Text provided
►

Divorce is difficult enough for adults. When it comes to teens -- the aftermath of their parents’ divorce can send them in a downward spiral of depression. For teenagers, watching their father leave and divorce their mother affects them like the death of a family member, according to HealthyChildren.org, the official website of the American Academy of Pediatrics. Teens go through a mourning period over the loss of their complete family and changes in their daily life. How well your teen recovers can depend on you and your ex-spouse.
Communication From Parents
During and after divorce, parents should communicate clearly and honestly with their teen. It's best when parents deliver the news of a divorce together. If your husband left without helping to explain the situation to your daughter, you should deliver the news in a straightforward manner, without bashing her father or giving any false hopes of reconciliation. You should emphasize that your husband left because of issues between the two of you, and that it has nothing to do with her. Probably, she will have many questions and it is OK to tell her when you don't know the answers. You do need to emphasize that you and her father will always love her.
Whatever arrangements divorcing parents make for child custody and visitation, they should honor them. Most teens in single-parent households live with their mother. Data from a 2012 U.S. Census Bureau survey shows that 27.8 percent of teens age 15 to 19 lived in a home with a single mother, compared to only 8.2 percent with a single father. Some fathers fail to exercise all of their visitation rights as a noncustodial parent, and so they then may drift out of their teen's life. This can lead to feelings of abandonment, behavioral issues and mental health problems, according to the article, “Co-Parenting after Divorce,” in Psychology Today.

◄

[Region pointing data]
►

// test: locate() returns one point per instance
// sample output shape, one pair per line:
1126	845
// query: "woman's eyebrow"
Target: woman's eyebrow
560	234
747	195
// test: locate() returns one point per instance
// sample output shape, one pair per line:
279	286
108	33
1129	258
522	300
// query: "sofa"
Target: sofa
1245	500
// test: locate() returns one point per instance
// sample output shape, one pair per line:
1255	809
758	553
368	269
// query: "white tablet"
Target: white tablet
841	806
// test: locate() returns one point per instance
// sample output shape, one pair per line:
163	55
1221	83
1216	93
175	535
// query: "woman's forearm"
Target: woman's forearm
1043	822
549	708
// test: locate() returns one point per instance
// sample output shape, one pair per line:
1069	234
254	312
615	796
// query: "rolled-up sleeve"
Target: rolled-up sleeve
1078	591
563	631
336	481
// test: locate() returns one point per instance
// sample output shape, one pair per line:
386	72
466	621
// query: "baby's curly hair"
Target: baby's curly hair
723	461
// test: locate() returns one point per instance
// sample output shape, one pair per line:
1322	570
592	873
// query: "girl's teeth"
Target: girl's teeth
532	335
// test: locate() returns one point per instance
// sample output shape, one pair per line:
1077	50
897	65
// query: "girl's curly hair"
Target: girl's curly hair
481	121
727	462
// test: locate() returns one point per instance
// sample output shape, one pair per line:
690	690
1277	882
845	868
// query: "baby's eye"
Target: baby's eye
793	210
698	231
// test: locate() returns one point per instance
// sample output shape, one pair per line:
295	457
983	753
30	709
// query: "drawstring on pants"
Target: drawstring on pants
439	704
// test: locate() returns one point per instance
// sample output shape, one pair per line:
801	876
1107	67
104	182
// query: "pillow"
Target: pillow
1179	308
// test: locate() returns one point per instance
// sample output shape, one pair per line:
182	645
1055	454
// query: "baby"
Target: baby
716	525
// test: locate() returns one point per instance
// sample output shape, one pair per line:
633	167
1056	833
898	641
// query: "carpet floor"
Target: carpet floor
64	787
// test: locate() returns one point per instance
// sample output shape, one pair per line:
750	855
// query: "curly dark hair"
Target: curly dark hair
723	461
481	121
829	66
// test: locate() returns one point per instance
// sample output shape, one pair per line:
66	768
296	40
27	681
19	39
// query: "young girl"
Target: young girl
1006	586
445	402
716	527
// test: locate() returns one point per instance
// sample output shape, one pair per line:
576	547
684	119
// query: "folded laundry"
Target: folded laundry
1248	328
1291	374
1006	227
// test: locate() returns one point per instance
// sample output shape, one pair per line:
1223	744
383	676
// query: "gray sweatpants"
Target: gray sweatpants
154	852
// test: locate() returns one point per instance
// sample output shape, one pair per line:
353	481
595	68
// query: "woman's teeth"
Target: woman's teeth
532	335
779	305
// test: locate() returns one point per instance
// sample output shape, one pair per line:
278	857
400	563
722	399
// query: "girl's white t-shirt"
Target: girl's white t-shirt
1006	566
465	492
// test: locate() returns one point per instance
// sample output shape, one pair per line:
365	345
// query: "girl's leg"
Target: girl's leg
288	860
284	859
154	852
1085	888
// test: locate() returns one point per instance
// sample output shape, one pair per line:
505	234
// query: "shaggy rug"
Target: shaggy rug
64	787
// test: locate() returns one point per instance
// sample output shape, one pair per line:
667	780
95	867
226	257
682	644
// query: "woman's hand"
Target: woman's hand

◄

Tasks for this exercise
a. Reproduce word for word the portion of the text on teens and divorce that begins with "Communication From Parents" and ends with "always love her.".
b. Pick up the text on teens and their parents' divorce after its final sentence and keep writing.

Answer list
a.
Communication From Parents
During and after divorce, parents should communicate clearly and honestly with their teen. It's best when parents deliver the news of a divorce together. If your husband left without helping to explain the situation to your daughter, you should deliver the news in a straightforward manner, without bashing her father or giving any false hopes of reconciliation. You should emphasize that your husband left because of issues between the two of you, and that it has nothing to do with her. Probably, she will have many questions and it is OK to tell her when you don't know the answers. You do need to emphasize that you and her father will always love her.

b.
Often, a divorce creates a huge upheaval in a teen's standard of living. Families who went through a divorce in the past year are more likely to live in poverty and to live in a rental home, according to the U.S. Census Bureau. If your husband was the primary breadwinner, his leaving may force you to change jobs or work longer hours. When there are so many things changing for your teen that you cannot control, try to avoid imposing any unnecessary changes on him. Try to keep some of the same daily routines and avoid rushing into new dating relationships.
Depression in teens is a serious problem. Around one in five teens experience depression, according the National Institutes of Health. Going through a traumatic life event such as the divorce of parents puts your teen at even more risk. Symptoms of depression include withdrawing from others, fatigue, irritability and feeling sad most of the time. Your teen may also change her eating and sleeping habits or start engaging in risky behaviors. If your teen's symptoms last two weeks or longer, seek medical attention. If you are worried that your teen is considering suicide, immediately call your doctor or the National Suicide Prevention Lifeline.